CLC Urges FEC to Halt Secret Online Ads to Deter Foreign Interference

WASHINGTON – Today, Campaign Legal Center (CLC) filed comments with the Federal Election Commission (FEC) urging it to write new rules clarifying that digital political ads must include “disclaimers” stating who paid for the ads.

“The time is long overdue for the FEC to shore up the vulnerabilities that were exploited by foreign actors in the 2016 elections,” said Brendan Fischer, director of federal and FEC reform at CLC. “A political ad run on TV must include a disclaimer telling voters who paid for it, and the FEC should clarify that disclaimer rules still apply when the same ad is run on the Internet.”  

As CLC noted in its comments:

“The Commission’s failure to clarify the rules allowed both foreign- and domestic-sponsored digital political ads in 2016 to omit disclaimers—meaning that thousands of Russian political ads were allowed to circulate without information about who paid for them, and that voters, watchdog groups, and law enforcement could not identify which ads were funded by foreign sources.”

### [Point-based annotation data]
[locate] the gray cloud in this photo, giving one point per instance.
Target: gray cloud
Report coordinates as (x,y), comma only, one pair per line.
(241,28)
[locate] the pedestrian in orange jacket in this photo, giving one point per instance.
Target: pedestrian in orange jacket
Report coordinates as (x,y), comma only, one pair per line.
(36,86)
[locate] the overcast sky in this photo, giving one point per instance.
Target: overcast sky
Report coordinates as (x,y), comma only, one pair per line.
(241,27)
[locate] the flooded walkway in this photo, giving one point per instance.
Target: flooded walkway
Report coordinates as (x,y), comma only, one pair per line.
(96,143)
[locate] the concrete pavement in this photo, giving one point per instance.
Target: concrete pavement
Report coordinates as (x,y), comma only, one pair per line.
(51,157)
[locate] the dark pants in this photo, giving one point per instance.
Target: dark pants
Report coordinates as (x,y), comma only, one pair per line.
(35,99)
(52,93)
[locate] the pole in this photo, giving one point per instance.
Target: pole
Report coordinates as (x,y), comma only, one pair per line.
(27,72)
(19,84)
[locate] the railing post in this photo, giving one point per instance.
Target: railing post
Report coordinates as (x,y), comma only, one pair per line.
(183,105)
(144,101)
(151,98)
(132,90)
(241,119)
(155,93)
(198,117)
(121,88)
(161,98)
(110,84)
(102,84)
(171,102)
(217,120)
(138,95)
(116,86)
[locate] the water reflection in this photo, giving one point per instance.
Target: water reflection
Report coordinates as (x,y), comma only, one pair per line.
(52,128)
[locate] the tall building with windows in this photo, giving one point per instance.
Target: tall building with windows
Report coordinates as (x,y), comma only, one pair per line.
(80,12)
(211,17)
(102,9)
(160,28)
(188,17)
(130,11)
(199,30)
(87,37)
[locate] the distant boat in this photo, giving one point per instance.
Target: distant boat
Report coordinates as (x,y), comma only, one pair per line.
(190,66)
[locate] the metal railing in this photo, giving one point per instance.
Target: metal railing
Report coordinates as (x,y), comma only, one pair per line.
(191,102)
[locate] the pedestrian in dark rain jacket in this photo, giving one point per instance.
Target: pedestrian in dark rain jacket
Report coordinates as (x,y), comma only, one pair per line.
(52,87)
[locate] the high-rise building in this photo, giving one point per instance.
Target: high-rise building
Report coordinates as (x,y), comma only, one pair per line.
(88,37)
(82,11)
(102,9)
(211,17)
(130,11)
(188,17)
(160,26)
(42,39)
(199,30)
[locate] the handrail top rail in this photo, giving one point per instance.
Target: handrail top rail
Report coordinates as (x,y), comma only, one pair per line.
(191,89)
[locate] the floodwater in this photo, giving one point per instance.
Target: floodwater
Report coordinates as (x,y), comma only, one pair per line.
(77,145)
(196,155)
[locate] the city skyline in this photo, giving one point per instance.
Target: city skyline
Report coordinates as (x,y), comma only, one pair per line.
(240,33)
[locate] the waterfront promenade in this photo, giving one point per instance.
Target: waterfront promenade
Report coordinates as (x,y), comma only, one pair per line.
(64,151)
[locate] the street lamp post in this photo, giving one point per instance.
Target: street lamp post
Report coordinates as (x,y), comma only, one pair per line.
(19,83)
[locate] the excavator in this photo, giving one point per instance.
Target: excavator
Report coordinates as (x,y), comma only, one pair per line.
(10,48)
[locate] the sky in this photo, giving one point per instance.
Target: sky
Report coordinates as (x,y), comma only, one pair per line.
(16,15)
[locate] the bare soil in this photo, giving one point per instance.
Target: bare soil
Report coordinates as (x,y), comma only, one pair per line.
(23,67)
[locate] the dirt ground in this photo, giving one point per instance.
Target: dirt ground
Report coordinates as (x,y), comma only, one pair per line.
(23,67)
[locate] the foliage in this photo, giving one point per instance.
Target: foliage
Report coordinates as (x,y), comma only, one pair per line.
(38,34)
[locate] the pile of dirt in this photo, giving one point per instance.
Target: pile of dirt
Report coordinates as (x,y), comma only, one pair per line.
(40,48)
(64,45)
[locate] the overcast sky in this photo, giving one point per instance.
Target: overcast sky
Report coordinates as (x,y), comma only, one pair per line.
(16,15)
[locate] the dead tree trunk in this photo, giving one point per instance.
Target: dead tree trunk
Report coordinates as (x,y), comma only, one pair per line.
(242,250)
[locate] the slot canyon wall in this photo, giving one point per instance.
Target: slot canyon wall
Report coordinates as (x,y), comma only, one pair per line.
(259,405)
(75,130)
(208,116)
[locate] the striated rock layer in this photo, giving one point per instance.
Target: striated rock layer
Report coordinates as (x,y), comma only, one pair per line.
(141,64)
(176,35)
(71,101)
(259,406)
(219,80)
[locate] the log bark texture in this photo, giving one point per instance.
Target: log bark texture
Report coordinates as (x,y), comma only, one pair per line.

### [Written problem 1]
Using the press release about online ad disclaimers, decide whether each statement agrees with it: (a) CLC filed its comments with the Federal Election Commission; (b) Brendan Fischer is identified as a director at the FEC; (c) CLC's comments say the unclear rules let only foreign-sponsored digital ads omit disclaimers in 2016. Answer yes or no for each, quoting the words that settle it.
### [Written problem 2]
Print the passage of the press release about online ad disclaimers that starts with "CLC Urges FEC" and goes on through "for the ads.", word for word.
### [Written problem 3]
Carry on the press release about online political ad disclaimers from the point where it stops.
These records have no connection to the press release about online ad disclaimers.

### [Result 1]
(a) Yes: "filed comments with the Federal Election Commission (FEC)"
(b) No: "director of federal and FEC reform at CLC"
(c) No: "allowed both foreign- and domestic-sponsored digital political ads in 2016 to omit disclaimers"

### [Result 2]
CLC Urges FEC to Halt Secret Online Ads to Deter Foreign Interference

WASHINGTON – Today, Campaign Legal Center (CLC) filed comments with the Federal Election Commission (FEC) urging it to write new rules clarifying that digital political ads must include “disclaimers” stating who paid for the ads.

### [Result 3]
Additionally, CLC’s comments noted:

“Had effective online disclaimer rules been in place in 2016, Russia’s wide-ranging influence campaign might have been detected sooner, or Russia might have been deterred from engaging in the effort in the first place."

Digital advertising has grown rapidly in recent election cycles: at least $1.4 billion spent on digital ads in 2016, up from $159.8 million in 2012.

Additionally, on Oct. 31, 2017, CLC and Take Back Action Fund filed an advisory opinion request that will require the FEC to provide guidance by early 2018 about how existing rules apply to disclaimers for Facebook political ads.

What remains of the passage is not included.